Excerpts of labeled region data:
--- start ---

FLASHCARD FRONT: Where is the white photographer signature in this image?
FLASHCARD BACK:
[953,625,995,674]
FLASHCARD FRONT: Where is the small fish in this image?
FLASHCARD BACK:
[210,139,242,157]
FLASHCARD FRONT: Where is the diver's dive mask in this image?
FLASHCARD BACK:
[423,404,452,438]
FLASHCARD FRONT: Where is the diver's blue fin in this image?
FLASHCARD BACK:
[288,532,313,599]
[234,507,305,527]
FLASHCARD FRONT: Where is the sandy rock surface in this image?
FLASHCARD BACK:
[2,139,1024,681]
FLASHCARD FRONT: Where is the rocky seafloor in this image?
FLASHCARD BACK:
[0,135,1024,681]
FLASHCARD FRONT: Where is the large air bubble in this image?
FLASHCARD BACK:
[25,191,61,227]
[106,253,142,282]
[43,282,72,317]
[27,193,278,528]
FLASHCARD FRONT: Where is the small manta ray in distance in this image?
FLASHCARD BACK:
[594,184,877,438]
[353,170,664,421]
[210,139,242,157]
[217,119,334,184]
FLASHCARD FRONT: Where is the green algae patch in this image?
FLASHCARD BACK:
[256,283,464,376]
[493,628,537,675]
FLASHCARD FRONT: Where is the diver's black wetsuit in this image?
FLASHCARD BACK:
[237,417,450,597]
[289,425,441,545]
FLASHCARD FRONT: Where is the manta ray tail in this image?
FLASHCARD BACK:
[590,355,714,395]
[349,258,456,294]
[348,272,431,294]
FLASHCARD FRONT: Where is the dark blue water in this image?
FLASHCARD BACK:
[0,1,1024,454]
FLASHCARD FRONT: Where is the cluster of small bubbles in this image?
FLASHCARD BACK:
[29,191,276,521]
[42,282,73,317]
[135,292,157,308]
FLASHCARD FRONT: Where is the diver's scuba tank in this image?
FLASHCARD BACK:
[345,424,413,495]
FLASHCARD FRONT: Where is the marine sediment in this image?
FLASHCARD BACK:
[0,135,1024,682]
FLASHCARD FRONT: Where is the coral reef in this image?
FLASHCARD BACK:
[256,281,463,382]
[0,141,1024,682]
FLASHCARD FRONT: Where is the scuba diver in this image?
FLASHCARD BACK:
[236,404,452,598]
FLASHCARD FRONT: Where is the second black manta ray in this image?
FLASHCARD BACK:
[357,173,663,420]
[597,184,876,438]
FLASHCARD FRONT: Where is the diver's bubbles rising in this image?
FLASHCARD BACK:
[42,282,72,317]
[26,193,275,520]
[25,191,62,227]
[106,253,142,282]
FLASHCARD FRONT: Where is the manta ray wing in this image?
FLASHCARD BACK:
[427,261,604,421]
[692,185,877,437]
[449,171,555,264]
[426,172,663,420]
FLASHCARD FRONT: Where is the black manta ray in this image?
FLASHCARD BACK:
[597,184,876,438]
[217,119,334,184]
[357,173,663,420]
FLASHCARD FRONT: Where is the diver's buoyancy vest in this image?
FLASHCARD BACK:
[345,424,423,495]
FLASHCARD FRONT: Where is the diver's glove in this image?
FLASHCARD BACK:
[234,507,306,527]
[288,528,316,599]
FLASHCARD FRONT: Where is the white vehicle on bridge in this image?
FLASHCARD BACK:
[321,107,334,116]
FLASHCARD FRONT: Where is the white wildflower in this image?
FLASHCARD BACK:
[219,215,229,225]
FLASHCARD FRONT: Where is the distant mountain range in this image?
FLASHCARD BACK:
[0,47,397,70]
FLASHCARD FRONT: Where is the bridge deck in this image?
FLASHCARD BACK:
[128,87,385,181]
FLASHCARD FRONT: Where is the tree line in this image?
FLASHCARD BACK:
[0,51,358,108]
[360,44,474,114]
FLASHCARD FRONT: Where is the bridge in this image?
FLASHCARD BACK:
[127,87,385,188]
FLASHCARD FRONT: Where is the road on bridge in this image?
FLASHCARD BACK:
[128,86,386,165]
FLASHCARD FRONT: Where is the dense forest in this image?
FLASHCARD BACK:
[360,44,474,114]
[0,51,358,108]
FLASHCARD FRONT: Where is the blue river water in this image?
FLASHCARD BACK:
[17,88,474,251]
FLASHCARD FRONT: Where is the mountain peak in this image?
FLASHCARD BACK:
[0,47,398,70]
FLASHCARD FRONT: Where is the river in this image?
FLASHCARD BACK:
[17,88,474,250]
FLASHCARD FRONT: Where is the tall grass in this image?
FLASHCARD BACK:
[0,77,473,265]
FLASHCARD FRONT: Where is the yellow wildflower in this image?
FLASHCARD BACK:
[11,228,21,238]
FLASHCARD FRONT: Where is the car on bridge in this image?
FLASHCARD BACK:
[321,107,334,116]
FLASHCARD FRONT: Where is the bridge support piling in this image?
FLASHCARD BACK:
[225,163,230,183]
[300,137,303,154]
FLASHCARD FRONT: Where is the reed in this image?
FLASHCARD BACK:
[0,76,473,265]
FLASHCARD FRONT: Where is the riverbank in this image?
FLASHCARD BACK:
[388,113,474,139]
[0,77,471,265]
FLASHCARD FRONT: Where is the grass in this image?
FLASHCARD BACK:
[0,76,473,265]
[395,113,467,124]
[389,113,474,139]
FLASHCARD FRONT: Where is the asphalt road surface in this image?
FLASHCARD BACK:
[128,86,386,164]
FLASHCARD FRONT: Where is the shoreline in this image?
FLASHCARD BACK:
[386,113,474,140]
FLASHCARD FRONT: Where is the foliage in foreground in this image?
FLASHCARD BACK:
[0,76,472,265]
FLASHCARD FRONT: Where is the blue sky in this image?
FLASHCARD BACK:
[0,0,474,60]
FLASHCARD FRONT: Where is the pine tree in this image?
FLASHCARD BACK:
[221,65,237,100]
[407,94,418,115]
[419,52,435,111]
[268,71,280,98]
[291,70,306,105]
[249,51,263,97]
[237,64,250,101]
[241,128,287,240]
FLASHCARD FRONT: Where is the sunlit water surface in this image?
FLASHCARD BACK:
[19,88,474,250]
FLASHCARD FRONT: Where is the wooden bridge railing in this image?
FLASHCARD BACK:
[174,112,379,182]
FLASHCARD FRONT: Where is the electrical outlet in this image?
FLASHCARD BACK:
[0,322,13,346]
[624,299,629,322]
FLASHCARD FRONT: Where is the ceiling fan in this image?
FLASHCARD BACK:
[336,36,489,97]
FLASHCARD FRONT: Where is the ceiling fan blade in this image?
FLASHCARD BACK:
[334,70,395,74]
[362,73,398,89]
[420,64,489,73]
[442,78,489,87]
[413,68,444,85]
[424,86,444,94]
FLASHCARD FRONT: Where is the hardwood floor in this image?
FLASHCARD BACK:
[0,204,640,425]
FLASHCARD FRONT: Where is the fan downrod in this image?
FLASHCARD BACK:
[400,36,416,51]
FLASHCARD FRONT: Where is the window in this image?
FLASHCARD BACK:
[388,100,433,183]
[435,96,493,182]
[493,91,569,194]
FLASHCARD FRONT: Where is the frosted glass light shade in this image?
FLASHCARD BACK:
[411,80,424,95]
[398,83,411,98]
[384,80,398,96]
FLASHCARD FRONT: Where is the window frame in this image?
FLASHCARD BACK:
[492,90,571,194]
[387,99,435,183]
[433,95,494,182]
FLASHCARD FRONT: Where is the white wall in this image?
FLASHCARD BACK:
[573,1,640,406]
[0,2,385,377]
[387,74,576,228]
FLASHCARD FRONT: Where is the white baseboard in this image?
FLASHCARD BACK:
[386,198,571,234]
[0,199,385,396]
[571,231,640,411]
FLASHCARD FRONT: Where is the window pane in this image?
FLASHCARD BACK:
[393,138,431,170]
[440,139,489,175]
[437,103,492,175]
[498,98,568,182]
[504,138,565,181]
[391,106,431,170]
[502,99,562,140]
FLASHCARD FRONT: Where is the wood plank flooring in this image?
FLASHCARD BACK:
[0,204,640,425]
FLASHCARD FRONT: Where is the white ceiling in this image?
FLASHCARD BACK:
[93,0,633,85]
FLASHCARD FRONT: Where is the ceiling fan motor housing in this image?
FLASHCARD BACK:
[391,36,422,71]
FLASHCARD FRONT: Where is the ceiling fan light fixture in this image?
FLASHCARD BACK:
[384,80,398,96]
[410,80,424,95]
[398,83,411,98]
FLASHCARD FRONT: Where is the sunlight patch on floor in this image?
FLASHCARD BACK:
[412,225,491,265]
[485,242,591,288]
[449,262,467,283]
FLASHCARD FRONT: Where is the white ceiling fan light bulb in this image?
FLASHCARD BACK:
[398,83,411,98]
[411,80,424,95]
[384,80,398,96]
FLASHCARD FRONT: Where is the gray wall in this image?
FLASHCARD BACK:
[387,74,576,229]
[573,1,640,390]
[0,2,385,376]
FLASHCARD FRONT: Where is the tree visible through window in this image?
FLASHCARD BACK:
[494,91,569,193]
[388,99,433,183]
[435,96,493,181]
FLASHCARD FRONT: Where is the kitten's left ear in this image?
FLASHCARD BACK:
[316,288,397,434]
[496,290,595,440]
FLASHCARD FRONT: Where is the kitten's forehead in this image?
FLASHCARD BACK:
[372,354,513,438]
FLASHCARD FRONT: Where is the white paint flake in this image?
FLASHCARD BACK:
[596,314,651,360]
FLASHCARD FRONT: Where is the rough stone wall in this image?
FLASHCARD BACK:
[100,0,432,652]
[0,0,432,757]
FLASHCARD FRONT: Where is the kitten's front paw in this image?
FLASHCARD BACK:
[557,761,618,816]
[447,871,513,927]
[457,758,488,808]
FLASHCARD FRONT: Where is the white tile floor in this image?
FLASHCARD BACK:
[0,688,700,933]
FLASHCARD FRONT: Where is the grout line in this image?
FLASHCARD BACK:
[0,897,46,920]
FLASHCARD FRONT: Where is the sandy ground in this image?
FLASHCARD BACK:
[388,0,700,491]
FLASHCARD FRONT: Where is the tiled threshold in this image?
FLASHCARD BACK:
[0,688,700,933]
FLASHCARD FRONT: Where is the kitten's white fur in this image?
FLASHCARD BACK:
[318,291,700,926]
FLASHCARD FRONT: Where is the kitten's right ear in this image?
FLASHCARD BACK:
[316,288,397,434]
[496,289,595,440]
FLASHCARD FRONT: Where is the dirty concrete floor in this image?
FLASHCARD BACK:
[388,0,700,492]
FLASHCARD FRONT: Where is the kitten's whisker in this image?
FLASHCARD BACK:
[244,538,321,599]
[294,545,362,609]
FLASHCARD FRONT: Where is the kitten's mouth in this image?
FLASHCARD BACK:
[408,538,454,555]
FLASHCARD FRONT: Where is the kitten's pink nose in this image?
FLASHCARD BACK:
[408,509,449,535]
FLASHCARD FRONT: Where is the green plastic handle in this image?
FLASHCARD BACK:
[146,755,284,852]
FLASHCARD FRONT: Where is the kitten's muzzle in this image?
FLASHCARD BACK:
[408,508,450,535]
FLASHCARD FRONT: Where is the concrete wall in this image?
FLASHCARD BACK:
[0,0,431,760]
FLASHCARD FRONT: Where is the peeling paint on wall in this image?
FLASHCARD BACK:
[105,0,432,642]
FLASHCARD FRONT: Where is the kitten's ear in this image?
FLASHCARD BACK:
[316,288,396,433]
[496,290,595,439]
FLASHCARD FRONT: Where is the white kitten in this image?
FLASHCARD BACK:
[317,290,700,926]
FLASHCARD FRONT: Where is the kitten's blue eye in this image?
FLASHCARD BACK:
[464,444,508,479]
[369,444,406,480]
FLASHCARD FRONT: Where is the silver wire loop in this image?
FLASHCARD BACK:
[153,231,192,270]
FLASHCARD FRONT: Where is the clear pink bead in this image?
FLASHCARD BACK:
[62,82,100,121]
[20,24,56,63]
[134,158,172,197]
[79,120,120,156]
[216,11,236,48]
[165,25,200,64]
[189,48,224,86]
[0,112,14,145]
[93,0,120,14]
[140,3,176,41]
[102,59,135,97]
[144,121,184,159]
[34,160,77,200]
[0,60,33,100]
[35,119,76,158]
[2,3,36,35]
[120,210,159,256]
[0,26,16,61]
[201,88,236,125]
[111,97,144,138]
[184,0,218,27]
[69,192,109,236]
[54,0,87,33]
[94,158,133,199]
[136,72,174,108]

--- end ---

- WHAT NEEDS TO BE DONE -
Please swap "concrete" for "brick" in everything from the line containing "FLASHCARD FRONT: Where is the green plastic" down to the line containing "[105,0,432,642]", changing nothing else. Return only those lines.

- COMPLETE RESPONSE -
FLASHCARD FRONT: Where is the green plastic handle in this image?
FLASHCARD BACK:
[146,755,284,852]
FLASHCARD FRONT: Where is the kitten's muzzle in this image?
FLASHCARD BACK:
[408,508,450,535]
FLASHCARD FRONT: Where is the brick wall in this image?
FLASHCARD BACK:
[0,0,431,760]
FLASHCARD FRONT: Where is the peeling paint on wall in this image?
FLASHCARD BACK:
[105,0,432,642]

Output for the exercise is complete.